**Trecho do documento**
* * *
Chico Xavier nunca passou de um beato católico, de ideias ortodoxas e medievais, como todo interiorano ultraconservador nascido nos tempos da República Velha, e cujo dom paranormal, mais limitado do que muitos imaginam, não renderia mais do que um verbete nos almanaques mais rasteiros ou, quando muito, num item relembrado do Guia dos Curiosos ou do Acredite Se Quiser.

Todavia, o arrivismo religioso fez com que ele se tornasse "ícone máximo da caridade humana". O maior deturpador do Espiritismo, que praticamente rasgou os livros de Allan Kardec e desmoralizou toda uma doutrina arduamente trabalhada, sob o custo pessoal próprio, pelo professor francês, virou, assim de graça, o "homem mais bondoso do Brasil".

E por que isso aconteceu? Porque virtudes ocultas estavam por trás de alguém que fazia plágios e pastiches literários, fraudes de materialização, falsa psicofonia, uso de técnicas do ilusionismo circense sob o verniz da "mediunidade", apoiando farsantes aqui e ali e sendo adulado por aristocratas, além de defender a ditadura militar justamente quando ela se manifestava mais cruel e assassina?

Não. É porque o Brasil, vulnerável ao canto-de-sereia do deslumbramento religioso, que adoça corações e envenena vidas, permite esse arrivismo que beneficiou Chico Xavier e o fez aparentemente imune a todo tipo de obstáculo para sua ascensão social, movida pelas ilusões terrenas que constroem mitos religiosos baseados em estereótipos de "amor e bondade".

O caso dos livros Parnaso de Além-Túmulo e obras que usaram o nome de Humberto de Campos - sem no entanto refletir o estilo original do autor maranhense - , a reação de indignação que tomou conta da intelectualidade literária (ao lado de outros que nunca autenticaram a suposta mediunidade de Chico Xavier, mas foram usados pela FEB para sustentar suposta autenticação) foi vista erroneamente como "reações de fúria contra o trabalho de um homem de bem".
* * *
**Problemas e tarefas**
a – Repita, sem alterar nada, a parte do texto sobre Chico Xavier que vai de "E por que isso" a "cruel e assassina?".
b – Indique se cada afirmação a seguir está de acordo com o texto sobre Chico Xavier, respondendo sim ou não e citando literalmente as palavras do texto que decidem a resposta: (i) Chico Xavier nasceu nos tempos da República Velha; (ii) Allan Kardec era um professor alemão; (iii) as obras que usaram o nome de Humberto de Campos refletiam o estilo original desse autor.

**Dados fornecidos**
* * *
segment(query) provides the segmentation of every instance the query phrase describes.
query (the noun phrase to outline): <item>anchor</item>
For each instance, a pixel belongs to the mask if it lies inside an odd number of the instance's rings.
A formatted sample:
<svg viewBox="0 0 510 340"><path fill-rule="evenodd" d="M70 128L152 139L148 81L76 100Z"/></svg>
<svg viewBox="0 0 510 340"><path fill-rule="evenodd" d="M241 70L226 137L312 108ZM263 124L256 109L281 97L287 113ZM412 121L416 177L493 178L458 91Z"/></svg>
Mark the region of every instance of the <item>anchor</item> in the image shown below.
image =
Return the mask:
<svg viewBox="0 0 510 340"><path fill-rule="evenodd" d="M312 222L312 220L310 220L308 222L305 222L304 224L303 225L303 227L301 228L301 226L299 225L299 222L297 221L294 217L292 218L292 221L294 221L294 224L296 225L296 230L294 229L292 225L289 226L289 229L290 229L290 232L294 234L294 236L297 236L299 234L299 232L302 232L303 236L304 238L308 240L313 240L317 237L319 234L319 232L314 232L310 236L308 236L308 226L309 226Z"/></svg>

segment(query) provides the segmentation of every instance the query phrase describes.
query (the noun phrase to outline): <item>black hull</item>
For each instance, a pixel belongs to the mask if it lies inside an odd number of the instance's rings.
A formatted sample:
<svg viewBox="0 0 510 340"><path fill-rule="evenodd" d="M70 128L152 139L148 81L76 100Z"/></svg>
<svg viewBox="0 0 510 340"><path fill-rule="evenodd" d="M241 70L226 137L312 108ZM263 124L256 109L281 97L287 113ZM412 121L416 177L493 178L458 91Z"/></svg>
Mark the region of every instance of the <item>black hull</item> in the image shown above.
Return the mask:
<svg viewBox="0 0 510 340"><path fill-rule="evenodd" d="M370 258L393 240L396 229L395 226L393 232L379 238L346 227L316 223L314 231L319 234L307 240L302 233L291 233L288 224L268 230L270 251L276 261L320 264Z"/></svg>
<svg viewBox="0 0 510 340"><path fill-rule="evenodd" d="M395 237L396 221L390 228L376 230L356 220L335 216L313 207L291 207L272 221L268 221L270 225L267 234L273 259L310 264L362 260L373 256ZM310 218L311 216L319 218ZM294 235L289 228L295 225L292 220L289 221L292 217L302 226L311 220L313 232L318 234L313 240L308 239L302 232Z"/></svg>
* * *
**Respostas às tarefas**
a –
E por que isso aconteceu? Porque virtudes ocultas estavam por trás de alguém que fazia plágios e pastiches literários, fraudes de materialização, falsa psicofonia, uso de técnicas do ilusionismo circense sob o verniz da "mediunidade", apoiando farsantes aqui e ali e sendo adulado por aristocratas, além de defender a ditadura militar justamente quando ela se manifestava mais cruel e assassina?

b –
(i) Sim: "nascido nos tempos da República Velha".
(ii) Não: "pelo professor francês".
(iii) Não: "sem no entanto refletir o estilo original do autor maranhense".